** Opening TEXT PASSAGE block **

The H1N1 virus is a new strain of influenza that scientists have not seen before, and a local researcher and two colleagues from Mexico are teaming up to try to understand its origin and evolution.
UCSF virologist Dr. Charles Chiu is one of the nation's leading researchers of the H1N1 virus. He has collected samples of the flu strain from all over North America.
"One of the big worries once there's evidence of a global pandemic is that this particular virus, or this particular strain, may mutate in such a way as to become more virulent," said Dr. Chiu.
The H1N1 virus has caused 140 deaths including five in California. More than 26,000 people in 73 countries have been infected.
The World Health Organization now appears ready to raise the threat level from five to six -- the highest in 41 years.
"We are in a situation which is really moving towards, more or less a pandemic type situation," said the organization's Dr. Keiji Fukuda.
At the UCSF lab, researchers from Mexico have joined Dr. Chiu. They are sharing their samples and using his state of the art technology to map the genetic structure of the virus, see if it's changing, and if it could become resistant to drugs like Tamiflu. Because it is believed the virus originated in Mexico, scientist Maria Soto Del Rio says she feels an extra push.

** Closing TEXT PASSAGE block **

(QUESTIONS ON THE MATERIAL)
a – According to the H1N1 report, how many deaths has the virus caused?
b – Pick up the H1N1 report at its final sentence and continue it.
The items are separate material, independent of the H1N1 report.

** Opening SUPPLIED INFORMATION block **

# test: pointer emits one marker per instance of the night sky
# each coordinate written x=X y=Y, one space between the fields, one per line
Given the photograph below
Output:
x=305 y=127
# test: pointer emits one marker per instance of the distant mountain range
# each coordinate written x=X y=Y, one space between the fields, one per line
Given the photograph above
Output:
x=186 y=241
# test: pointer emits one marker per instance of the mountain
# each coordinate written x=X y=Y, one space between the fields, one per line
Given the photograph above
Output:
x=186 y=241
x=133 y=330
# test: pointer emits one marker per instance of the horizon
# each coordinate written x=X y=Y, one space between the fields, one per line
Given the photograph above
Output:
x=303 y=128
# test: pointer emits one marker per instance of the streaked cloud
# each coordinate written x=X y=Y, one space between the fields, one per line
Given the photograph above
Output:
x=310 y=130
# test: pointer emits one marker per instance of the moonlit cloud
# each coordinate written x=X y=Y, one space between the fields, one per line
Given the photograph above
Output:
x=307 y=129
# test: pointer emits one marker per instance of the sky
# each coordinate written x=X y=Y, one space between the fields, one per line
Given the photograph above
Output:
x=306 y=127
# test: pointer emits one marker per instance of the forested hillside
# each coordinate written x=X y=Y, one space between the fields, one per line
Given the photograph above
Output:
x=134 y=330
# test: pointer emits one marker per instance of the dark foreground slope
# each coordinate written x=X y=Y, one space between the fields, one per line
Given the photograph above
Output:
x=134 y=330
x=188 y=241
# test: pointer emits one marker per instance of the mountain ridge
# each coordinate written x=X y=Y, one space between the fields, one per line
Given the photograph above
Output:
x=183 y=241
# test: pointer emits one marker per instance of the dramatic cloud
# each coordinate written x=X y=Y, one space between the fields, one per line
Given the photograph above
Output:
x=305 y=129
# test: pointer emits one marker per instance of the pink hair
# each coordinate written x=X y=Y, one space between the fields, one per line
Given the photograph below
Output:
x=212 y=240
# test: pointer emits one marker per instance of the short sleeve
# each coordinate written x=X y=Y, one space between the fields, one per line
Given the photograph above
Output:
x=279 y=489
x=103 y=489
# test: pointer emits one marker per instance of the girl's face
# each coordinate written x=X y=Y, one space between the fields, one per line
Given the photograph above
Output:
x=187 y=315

** Closing SUPPLIED INFORMATION block **

(RESPONSES BY TASK)
a – 140 deaths, including five in California.

b –
"It like pushes us to work more and more every day to do our work better in order to maybe help not only our people, our citizens, but also trying to develop a new strategy of diagnosis," said Soto Del Rio.
Scientists stress if the World Health Organization classifies the H1N1 virus as a global pandemic, it does not mean the severity of the situation has increased, rather that the virus is spreading to more regions of the world.
"I think it's important that the public health agencies, as well as the public in general, that they do not overreact," said Dr. Chiu.
Dr. Chiu expects to have some preliminary answers to his scientific questions about the virus in the next three or four weeks -- answers he believes could help the nation be better prepared for the flu season this winter.